*** Data excerpts ***
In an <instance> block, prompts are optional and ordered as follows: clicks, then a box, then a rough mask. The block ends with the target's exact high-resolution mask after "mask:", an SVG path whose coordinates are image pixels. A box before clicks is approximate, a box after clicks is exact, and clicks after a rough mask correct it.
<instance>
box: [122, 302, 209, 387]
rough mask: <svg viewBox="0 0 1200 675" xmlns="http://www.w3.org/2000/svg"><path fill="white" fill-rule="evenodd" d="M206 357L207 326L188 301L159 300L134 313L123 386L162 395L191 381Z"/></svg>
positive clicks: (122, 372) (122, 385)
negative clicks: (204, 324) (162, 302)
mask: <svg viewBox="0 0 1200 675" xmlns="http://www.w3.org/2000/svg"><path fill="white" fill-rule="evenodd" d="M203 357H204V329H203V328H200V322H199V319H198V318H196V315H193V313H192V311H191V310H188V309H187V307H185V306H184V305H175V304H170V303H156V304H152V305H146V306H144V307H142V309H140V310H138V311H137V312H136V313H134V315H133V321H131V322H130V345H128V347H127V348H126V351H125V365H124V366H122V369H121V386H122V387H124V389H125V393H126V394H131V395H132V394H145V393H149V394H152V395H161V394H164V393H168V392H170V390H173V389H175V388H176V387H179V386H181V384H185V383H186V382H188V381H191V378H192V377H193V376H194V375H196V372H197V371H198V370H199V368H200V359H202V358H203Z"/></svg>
*** End of Data excerpts ***
*** Data excerpts ***
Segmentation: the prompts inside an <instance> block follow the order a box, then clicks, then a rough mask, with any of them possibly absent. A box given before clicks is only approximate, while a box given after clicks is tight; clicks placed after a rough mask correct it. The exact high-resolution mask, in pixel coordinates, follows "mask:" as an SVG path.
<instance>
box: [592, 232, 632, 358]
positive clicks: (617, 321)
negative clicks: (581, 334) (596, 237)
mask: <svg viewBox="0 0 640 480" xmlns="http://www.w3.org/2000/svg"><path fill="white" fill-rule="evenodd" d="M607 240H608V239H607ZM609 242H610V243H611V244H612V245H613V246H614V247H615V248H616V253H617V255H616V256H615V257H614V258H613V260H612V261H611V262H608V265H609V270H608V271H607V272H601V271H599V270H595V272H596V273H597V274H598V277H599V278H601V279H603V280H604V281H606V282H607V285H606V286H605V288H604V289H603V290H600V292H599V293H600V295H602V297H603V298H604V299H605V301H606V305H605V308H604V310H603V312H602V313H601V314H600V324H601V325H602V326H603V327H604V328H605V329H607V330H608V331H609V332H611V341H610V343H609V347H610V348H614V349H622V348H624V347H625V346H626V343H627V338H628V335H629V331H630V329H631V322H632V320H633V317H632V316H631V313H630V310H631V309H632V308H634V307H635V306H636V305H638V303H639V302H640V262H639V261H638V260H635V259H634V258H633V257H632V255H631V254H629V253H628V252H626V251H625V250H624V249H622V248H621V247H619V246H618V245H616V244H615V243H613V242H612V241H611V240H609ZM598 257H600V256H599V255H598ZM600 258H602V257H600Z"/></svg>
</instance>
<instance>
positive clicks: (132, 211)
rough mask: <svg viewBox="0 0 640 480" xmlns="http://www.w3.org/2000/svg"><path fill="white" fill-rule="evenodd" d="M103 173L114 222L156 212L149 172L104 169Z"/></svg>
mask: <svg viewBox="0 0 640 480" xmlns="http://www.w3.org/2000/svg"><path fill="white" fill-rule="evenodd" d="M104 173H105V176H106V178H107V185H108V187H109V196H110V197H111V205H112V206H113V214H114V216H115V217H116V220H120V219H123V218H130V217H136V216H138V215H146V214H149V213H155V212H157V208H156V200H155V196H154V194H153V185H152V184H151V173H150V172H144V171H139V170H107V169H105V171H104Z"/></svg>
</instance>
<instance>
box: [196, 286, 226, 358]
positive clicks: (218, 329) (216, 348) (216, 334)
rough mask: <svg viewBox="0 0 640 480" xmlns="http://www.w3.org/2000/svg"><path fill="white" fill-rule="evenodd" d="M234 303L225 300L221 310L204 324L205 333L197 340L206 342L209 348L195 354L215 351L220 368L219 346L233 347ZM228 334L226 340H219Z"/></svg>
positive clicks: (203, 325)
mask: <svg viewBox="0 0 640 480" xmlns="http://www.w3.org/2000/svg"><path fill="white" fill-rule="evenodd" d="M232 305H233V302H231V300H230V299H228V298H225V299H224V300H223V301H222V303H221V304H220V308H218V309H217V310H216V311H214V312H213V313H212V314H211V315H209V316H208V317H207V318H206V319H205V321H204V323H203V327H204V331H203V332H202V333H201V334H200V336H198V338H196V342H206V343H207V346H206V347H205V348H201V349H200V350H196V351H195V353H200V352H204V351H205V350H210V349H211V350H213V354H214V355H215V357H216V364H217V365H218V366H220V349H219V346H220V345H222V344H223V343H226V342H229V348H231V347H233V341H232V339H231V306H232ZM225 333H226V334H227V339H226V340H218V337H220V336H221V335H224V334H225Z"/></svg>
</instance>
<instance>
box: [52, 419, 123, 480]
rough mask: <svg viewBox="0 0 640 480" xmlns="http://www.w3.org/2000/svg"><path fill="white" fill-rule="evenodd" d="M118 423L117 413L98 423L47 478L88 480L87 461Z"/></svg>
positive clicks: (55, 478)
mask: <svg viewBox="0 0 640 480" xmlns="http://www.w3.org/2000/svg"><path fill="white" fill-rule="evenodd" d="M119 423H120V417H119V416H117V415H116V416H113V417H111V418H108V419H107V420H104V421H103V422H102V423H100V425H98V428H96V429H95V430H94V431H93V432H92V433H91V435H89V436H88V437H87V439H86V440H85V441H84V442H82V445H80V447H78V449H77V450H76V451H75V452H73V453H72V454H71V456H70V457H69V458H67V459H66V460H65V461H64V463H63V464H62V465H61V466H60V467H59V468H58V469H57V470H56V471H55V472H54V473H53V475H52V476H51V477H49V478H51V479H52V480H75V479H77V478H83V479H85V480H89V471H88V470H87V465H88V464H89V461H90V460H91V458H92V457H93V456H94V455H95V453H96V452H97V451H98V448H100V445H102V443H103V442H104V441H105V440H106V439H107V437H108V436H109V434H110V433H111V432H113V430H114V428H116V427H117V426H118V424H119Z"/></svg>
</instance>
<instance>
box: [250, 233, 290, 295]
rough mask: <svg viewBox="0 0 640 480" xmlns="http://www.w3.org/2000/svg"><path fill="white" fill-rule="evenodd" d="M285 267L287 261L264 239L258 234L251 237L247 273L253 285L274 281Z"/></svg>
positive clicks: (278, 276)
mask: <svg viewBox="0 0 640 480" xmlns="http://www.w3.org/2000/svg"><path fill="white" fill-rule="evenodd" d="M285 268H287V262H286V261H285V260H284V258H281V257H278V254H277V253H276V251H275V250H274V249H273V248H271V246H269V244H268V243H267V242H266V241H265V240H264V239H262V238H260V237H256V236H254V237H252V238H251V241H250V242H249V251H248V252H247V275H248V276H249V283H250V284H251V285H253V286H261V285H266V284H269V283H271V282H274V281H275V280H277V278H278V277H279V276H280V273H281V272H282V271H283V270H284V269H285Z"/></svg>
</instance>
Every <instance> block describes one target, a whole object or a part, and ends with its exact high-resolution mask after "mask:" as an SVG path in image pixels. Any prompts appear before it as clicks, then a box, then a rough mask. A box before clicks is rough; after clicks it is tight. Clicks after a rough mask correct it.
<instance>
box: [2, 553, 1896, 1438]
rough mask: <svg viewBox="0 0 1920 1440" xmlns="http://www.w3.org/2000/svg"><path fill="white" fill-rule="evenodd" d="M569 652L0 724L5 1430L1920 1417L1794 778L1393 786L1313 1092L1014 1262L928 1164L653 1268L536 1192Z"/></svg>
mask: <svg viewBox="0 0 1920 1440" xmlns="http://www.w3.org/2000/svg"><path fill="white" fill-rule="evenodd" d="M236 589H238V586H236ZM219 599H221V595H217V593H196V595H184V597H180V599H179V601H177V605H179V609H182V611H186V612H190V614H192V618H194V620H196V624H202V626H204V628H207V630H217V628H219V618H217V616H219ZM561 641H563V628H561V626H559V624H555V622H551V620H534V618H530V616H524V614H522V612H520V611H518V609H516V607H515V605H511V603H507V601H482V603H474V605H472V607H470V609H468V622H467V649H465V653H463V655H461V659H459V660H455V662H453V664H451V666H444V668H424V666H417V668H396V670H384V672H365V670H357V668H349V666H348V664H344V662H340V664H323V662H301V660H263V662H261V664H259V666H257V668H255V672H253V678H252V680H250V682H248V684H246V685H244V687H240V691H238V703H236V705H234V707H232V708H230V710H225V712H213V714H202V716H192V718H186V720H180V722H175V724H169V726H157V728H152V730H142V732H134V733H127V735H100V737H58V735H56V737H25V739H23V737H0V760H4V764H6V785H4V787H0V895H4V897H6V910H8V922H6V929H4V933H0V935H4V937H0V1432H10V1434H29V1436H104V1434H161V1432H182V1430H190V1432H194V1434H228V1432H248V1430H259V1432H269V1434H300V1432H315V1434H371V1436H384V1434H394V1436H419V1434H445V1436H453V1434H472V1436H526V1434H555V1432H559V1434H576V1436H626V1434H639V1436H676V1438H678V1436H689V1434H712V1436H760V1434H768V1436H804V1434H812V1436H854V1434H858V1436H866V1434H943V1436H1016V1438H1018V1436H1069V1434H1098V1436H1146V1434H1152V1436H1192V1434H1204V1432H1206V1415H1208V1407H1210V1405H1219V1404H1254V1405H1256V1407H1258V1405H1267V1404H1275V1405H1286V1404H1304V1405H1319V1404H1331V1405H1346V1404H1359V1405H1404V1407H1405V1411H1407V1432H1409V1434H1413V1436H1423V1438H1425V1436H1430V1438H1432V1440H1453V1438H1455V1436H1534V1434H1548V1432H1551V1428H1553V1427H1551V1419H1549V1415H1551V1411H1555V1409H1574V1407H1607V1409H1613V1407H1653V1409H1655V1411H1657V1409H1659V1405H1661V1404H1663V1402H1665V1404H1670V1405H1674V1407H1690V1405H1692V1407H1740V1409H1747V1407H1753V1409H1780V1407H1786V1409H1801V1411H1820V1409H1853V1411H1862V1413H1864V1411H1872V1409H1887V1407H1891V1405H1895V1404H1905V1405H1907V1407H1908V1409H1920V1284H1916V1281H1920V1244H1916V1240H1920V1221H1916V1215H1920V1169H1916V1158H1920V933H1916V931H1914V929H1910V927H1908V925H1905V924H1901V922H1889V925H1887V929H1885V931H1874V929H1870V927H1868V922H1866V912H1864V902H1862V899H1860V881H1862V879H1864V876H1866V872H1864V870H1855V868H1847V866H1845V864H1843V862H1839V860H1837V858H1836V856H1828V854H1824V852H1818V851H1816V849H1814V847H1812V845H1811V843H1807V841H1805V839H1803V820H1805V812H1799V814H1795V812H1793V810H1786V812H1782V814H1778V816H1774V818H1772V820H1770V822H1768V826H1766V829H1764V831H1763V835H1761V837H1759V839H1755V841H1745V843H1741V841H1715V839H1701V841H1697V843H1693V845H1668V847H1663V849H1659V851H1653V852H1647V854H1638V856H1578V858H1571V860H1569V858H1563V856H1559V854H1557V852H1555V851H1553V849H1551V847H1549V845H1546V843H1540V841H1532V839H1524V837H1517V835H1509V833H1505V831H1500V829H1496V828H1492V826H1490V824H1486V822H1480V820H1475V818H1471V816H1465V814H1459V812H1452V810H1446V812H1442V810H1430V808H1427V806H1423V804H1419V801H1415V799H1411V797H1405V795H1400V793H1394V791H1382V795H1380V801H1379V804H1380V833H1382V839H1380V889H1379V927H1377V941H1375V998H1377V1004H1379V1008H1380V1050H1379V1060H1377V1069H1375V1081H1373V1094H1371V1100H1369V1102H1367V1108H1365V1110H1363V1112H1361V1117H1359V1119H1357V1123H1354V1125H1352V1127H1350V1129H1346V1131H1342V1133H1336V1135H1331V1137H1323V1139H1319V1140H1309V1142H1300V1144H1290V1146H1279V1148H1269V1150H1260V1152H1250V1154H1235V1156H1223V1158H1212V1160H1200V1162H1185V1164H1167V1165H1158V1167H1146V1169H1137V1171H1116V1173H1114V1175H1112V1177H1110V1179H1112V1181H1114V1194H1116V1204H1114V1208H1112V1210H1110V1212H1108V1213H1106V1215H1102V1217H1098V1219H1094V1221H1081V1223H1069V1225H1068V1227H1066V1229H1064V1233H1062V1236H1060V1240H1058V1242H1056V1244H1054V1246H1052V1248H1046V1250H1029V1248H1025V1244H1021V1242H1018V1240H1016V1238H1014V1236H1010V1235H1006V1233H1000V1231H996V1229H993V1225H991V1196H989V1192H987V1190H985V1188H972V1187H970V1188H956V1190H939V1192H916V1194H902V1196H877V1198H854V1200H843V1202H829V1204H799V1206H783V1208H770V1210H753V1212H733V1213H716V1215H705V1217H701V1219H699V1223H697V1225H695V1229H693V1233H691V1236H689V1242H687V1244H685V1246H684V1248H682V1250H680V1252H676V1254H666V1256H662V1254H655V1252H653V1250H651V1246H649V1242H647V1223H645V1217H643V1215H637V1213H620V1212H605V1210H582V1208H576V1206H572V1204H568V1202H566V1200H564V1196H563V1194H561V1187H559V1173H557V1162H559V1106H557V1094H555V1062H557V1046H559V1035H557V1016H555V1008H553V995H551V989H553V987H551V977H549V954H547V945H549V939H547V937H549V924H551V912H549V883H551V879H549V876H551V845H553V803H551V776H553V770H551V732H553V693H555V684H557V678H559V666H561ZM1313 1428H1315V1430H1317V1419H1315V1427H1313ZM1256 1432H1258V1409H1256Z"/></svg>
*** End of Data excerpts ***
Problem details:
Within the data above, the span starting at the line containing "box: [250, 233, 290, 295]" and ending at the line containing "267L287 261L264 239L258" is to be retyped exactly, with no other lines.

Task answer:
box: [250, 233, 290, 295]
rough mask: <svg viewBox="0 0 640 480" xmlns="http://www.w3.org/2000/svg"><path fill="white" fill-rule="evenodd" d="M285 267L287 261L264 239L258 234L251 237L247 273L253 285L274 281Z"/></svg>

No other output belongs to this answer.